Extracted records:
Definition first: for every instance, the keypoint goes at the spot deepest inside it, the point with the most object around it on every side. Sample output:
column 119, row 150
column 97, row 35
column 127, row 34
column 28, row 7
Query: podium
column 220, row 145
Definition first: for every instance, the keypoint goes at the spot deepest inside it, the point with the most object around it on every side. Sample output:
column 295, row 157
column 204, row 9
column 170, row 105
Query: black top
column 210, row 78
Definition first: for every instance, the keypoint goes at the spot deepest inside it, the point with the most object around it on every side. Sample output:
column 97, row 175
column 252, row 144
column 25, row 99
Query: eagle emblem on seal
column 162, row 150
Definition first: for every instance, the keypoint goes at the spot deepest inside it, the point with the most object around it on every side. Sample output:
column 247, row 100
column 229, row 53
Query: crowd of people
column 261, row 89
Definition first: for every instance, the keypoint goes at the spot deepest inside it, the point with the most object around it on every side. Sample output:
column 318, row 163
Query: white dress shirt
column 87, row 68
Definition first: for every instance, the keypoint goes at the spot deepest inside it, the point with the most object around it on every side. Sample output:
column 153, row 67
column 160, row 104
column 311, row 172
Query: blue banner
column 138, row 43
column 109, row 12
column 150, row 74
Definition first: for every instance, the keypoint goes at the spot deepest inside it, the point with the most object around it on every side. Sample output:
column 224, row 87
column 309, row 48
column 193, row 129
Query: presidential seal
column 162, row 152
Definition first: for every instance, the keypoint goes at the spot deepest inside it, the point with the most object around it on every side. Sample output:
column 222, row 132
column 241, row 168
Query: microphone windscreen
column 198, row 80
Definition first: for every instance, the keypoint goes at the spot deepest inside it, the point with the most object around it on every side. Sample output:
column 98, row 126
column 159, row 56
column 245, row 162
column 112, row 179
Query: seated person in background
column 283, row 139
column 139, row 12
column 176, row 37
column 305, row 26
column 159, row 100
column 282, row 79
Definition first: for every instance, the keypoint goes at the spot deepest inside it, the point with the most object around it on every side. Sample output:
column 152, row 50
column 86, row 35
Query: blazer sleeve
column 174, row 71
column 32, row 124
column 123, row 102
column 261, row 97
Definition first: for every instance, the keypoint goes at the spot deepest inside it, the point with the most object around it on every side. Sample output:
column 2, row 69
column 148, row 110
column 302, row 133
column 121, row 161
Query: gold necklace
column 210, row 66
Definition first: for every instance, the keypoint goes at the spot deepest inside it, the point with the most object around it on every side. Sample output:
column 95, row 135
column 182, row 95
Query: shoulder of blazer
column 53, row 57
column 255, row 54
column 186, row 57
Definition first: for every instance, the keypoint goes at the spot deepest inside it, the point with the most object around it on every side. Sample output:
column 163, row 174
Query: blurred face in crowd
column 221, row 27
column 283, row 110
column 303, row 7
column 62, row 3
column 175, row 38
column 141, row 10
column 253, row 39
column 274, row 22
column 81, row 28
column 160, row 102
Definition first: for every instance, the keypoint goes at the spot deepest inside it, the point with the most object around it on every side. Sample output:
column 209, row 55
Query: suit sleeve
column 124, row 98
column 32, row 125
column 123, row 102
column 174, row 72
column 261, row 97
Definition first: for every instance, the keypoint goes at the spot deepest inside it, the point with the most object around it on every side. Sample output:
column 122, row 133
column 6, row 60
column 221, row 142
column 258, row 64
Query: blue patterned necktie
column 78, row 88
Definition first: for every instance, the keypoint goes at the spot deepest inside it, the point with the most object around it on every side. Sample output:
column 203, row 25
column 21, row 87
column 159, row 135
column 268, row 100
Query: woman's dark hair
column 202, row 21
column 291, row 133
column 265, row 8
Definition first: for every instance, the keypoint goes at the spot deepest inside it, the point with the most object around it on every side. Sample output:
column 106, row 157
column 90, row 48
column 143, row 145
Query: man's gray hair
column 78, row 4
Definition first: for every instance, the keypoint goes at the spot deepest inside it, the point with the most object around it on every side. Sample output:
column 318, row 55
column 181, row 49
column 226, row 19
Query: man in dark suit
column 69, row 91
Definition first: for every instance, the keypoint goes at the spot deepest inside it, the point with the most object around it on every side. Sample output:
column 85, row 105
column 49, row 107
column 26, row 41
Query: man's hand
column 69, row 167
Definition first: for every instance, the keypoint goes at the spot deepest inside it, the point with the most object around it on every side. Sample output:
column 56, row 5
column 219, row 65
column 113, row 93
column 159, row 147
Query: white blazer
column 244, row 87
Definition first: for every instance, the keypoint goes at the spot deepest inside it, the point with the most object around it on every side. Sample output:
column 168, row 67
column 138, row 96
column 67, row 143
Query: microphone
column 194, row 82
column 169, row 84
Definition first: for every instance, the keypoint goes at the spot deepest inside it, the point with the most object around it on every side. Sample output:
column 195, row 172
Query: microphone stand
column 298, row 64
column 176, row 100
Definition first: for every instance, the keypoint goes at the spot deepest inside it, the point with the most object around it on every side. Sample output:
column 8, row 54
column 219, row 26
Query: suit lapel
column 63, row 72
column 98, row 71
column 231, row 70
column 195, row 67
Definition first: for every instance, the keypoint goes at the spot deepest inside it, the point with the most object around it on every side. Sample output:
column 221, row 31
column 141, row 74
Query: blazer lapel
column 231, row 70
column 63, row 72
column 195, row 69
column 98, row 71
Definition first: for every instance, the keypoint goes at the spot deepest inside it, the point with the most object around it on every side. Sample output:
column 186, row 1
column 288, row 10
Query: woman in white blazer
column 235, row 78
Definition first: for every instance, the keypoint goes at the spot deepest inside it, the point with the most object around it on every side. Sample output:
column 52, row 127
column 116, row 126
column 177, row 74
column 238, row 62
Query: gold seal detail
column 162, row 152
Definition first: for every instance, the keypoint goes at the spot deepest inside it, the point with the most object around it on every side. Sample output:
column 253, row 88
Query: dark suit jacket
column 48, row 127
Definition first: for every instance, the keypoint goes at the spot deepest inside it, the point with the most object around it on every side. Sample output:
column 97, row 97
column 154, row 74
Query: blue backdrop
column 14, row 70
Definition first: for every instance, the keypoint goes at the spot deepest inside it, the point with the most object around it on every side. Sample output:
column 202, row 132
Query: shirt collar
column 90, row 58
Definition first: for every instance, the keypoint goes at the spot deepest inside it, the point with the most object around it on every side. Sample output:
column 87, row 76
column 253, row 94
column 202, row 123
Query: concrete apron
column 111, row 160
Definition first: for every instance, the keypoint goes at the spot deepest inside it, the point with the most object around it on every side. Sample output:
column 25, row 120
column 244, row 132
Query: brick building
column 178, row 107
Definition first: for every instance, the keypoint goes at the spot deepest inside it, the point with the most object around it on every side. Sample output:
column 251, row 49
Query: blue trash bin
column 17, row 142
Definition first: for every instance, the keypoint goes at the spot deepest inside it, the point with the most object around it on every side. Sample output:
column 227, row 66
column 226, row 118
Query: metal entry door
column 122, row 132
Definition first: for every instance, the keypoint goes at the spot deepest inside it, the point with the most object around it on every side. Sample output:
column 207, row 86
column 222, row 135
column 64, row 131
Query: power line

The task: Each entry above needs to be output exactly as written.

The answer:
Definition first: for every instance, the keypoint goes at the spot deepest inside it, the point with the most object around it on every side. Sample output:
column 119, row 150
column 97, row 35
column 127, row 34
column 28, row 7
Query: podium
column 220, row 145
Definition first: for every instance, the keypoint goes at the spot deepest inside it, the point with the most object around it on every side. Sample output:
column 295, row 157
column 204, row 9
column 170, row 105
Query: black top
column 210, row 78
Definition first: for every instance, the keypoint goes at the spot deepest inside it, the point with the most object around it on every side. Sample output:
column 97, row 175
column 252, row 144
column 25, row 99
Query: eagle emblem on seal
column 162, row 150
Definition first: for every instance, the keypoint goes at the spot deepest inside it, the point with the most object around it on every side. Sample output:
column 247, row 100
column 229, row 53
Query: crowd of people
column 261, row 89
Definition first: for every instance, the keypoint goes at the spot deepest inside it, the point with the most object around it on every side. Sample output:
column 318, row 163
Query: white dress shirt
column 87, row 68
Definition first: for every instance, the keypoint goes at the spot deepest inside it, the point with the most object around it on every side. Sample output:
column 153, row 67
column 160, row 104
column 311, row 172
Query: blue banner
column 138, row 43
column 109, row 12
column 150, row 74
Definition first: for every instance, the keypoint goes at the spot deepest inside it, the point with the most object around it on every side. Sample output:
column 224, row 87
column 309, row 48
column 193, row 129
Query: presidential seal
column 162, row 152
Definition first: for every instance, the keypoint goes at the spot deepest inside it, the point with the most object around it on every side. Sample output:
column 222, row 132
column 241, row 168
Query: microphone windscreen
column 198, row 80
Definition first: for every instance, the keypoint goes at the spot deepest inside it, the point with the most object around it on every side. Sample output:
column 98, row 126
column 159, row 56
column 245, row 162
column 112, row 179
Query: seated person in background
column 283, row 139
column 139, row 12
column 176, row 37
column 305, row 26
column 159, row 100
column 282, row 79
Definition first: for every instance, the keypoint goes at the spot deepest inside it, the point with the most object around it on every side. Sample output:
column 152, row 50
column 86, row 35
Query: blazer sleeve
column 174, row 71
column 32, row 124
column 123, row 102
column 261, row 97
Definition first: for every instance, the keypoint goes at the spot deepest inside it, the point with the most object around it on every side. Sample output:
column 2, row 69
column 148, row 110
column 302, row 133
column 121, row 161
Query: gold necklace
column 210, row 66
Definition first: for every instance, the keypoint goes at the spot deepest inside it, the point with the most object around it on every side. Sample output:
column 95, row 135
column 182, row 95
Query: shoulder of blazer
column 53, row 57
column 255, row 54
column 186, row 57
Definition first: for every instance, the keypoint goes at the spot deepest inside it, the point with the most object around it on every side. Sample output:
column 163, row 174
Query: blurred face in crowd
column 221, row 27
column 283, row 110
column 303, row 7
column 62, row 3
column 175, row 38
column 141, row 10
column 253, row 39
column 274, row 22
column 81, row 28
column 160, row 102
Definition first: for every instance, the keypoint goes at the spot deepest inside it, the point with the most object around it on every side. Sample output:
column 209, row 55
Query: suit sleeve
column 124, row 98
column 32, row 125
column 123, row 102
column 174, row 72
column 261, row 97
Definition first: for every instance, the keypoint goes at the spot deepest inside it, the point with the most object around it on every side. Sample output:
column 122, row 133
column 6, row 60
column 221, row 142
column 258, row 64
Query: blue patterned necktie
column 78, row 88
Definition first: for every instance, the keypoint goes at the spot deepest inside it, the point with the most object around it on every side. Sample output:
column 203, row 25
column 21, row 87
column 159, row 135
column 268, row 100
Query: woman's dark hair
column 202, row 21
column 291, row 133
column 265, row 8
Definition first: for every instance, the keypoint goes at the spot deepest inside it, the point with the most object around it on every side. Sample output:
column 106, row 157
column 90, row 48
column 143, row 145
Query: man's gray hair
column 78, row 4
Definition first: for every instance, the keypoint goes at the spot deepest inside it, the point with the most object around it on every side. Sample output:
column 318, row 55
column 181, row 49
column 226, row 19
Query: man in dark suit
column 69, row 91
Definition first: for every instance, the keypoint goes at the spot deepest inside it, the point with the most object around it on every side. Sample output:
column 85, row 105
column 49, row 107
column 26, row 41
Query: man's hand
column 69, row 167
Definition first: for every instance, the keypoint goes at the spot deepest inside it, the point with the most object around it on every side. Sample output:
column 56, row 5
column 219, row 65
column 113, row 93
column 159, row 147
Query: white blazer
column 244, row 87
Definition first: for every instance, the keypoint goes at the spot deepest inside it, the point with the most object around it on every side. Sample output:
column 168, row 67
column 138, row 96
column 67, row 143
Query: microphone
column 194, row 82
column 169, row 84
Definition first: for every instance, the keypoint goes at the spot deepest inside it, the point with the most object around it on every side. Sample output:
column 195, row 172
Query: microphone stand
column 298, row 64
column 176, row 100
Definition first: for every instance, the keypoint goes at the spot deepest inside it, the point with the most object around it on every side. Sample output:
column 8, row 54
column 219, row 26
Query: suit lapel
column 63, row 72
column 98, row 71
column 231, row 70
column 195, row 67
Definition first: for every instance, the keypoint goes at the spot deepest inside it, the point with the most object around it on every side. Sample output:
column 221, row 31
column 141, row 74
Query: blazer lapel
column 231, row 70
column 63, row 72
column 195, row 69
column 98, row 71
Definition first: for every instance, the keypoint goes at the spot deepest inside it, the point with the most object around it on every side. Sample output:
column 186, row 1
column 288, row 10
Query: woman in white blazer
column 235, row 78
Definition first: for every instance, the keypoint goes at the spot deepest inside it, the point with the most object around it on every side. Sample output:
column 52, row 127
column 116, row 126
column 177, row 74
column 238, row 62
Query: gold seal detail
column 162, row 152
Definition first: for every instance, the keypoint goes at the spot deepest inside it, the point with the most object around it on every side. Sample output:
column 253, row 88
Query: dark suit jacket
column 48, row 127
Definition first: for every instance, the keypoint goes at the spot deepest inside it, the point with the most object around it on every side. Sample output:
column 97, row 97
column 154, row 74
Query: blue backdrop
column 14, row 70
Definition first: for every instance, the keypoint goes at the spot deepest inside it, the point with the most object around it on every side. Sample output:
column 202, row 132
Query: shirt collar
column 90, row 58
Definition first: for every instance, the keypoint goes at the spot deepest inside it, the point with the most object around it on every side. Sample output:
column 87, row 76
column 253, row 94
column 202, row 123
Query: concrete apron
column 111, row 160
Definition first: for every instance, the keypoint goes at the spot deepest inside it, the point with the most object around it on every side. Sample output:
column 25, row 120
column 244, row 132
Query: brick building
column 178, row 107
Definition first: for every instance, the keypoint goes at the spot deepest inside it, the point with the most object around it on every side. Sample output:
column 251, row 49
Query: blue trash bin
column 17, row 142
Definition first: for every instance, the keypoint goes at the spot deepest inside it, the point with the most object around it on every side. Sample output:
column 227, row 66
column 226, row 118
Query: metal entry door
column 122, row 132
Definition first: for every instance, the keypoint goes at the spot deepest inside it, the point with the most object around it on every side. Sample output:
column 207, row 86
column 222, row 135
column 64, row 131
Query: power line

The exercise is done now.